[TASK DESCRIPTION] State how many lines in the data contain the string "hood", treating uppercase and lowercase as distinct; give only the number.

(Data records)
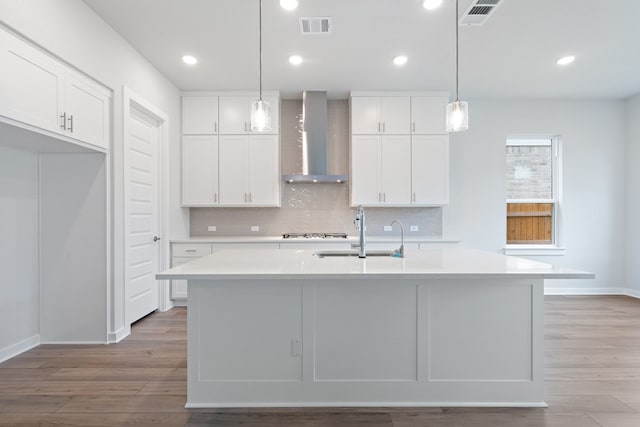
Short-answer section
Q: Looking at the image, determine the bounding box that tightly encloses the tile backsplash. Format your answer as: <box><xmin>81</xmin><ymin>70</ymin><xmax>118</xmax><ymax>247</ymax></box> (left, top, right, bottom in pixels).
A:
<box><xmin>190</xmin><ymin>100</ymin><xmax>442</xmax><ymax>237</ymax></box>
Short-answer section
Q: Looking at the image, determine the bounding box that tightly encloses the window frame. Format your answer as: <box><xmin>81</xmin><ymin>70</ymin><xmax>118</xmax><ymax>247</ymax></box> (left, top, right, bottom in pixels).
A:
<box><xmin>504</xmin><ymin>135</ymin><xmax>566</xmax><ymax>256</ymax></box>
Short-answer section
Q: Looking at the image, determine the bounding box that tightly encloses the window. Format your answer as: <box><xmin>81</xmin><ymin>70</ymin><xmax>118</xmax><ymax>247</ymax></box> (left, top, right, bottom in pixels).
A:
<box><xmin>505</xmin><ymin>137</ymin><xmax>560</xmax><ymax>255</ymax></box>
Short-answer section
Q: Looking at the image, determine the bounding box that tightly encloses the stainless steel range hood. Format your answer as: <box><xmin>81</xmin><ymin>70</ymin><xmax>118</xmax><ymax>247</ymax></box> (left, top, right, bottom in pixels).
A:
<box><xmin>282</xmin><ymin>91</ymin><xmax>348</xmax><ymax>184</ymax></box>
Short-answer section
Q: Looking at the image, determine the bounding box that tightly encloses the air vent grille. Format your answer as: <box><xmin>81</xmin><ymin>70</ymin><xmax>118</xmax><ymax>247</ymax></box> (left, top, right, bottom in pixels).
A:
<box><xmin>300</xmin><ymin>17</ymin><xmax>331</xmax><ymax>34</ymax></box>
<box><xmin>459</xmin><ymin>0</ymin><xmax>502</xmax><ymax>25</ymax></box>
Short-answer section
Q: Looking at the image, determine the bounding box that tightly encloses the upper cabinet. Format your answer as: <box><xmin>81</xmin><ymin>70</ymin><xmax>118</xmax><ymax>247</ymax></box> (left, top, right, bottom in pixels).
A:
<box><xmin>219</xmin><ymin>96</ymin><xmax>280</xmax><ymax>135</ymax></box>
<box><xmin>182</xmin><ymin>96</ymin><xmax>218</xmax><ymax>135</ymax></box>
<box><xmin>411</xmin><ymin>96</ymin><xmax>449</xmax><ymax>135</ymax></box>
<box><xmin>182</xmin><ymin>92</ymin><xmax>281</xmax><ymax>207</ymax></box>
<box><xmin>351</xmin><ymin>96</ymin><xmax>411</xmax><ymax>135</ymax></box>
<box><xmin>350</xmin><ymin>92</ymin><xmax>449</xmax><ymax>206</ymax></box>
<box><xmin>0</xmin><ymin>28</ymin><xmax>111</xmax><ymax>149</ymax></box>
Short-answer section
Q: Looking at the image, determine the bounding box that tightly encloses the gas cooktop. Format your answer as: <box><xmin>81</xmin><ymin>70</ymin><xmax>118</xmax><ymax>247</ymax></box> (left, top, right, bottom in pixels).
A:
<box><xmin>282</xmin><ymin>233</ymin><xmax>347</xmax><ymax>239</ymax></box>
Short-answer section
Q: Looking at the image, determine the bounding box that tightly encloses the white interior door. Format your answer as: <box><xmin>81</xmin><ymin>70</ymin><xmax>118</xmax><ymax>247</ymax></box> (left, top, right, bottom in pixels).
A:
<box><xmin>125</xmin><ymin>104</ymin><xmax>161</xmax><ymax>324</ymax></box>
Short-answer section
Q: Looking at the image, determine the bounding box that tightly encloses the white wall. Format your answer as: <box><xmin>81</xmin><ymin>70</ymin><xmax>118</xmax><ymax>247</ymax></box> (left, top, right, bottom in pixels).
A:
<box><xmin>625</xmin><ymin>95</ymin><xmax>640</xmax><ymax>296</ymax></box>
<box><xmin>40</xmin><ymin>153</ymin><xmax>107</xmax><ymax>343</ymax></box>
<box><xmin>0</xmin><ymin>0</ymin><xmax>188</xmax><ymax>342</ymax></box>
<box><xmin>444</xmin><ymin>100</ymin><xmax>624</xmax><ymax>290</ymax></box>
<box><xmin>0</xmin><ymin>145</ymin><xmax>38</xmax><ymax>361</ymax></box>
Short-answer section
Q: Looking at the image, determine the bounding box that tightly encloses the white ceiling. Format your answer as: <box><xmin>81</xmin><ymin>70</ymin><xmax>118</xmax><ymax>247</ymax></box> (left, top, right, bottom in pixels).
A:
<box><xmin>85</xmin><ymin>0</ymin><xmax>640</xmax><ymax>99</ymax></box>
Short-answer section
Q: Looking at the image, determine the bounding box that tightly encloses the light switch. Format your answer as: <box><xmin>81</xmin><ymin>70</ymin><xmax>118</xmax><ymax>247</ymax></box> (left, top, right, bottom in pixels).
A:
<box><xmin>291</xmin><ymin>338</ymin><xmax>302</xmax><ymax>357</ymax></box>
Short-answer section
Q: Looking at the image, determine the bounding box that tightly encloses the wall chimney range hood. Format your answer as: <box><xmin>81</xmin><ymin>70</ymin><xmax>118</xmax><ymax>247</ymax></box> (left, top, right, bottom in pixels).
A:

[EXPECTED ANSWER] 2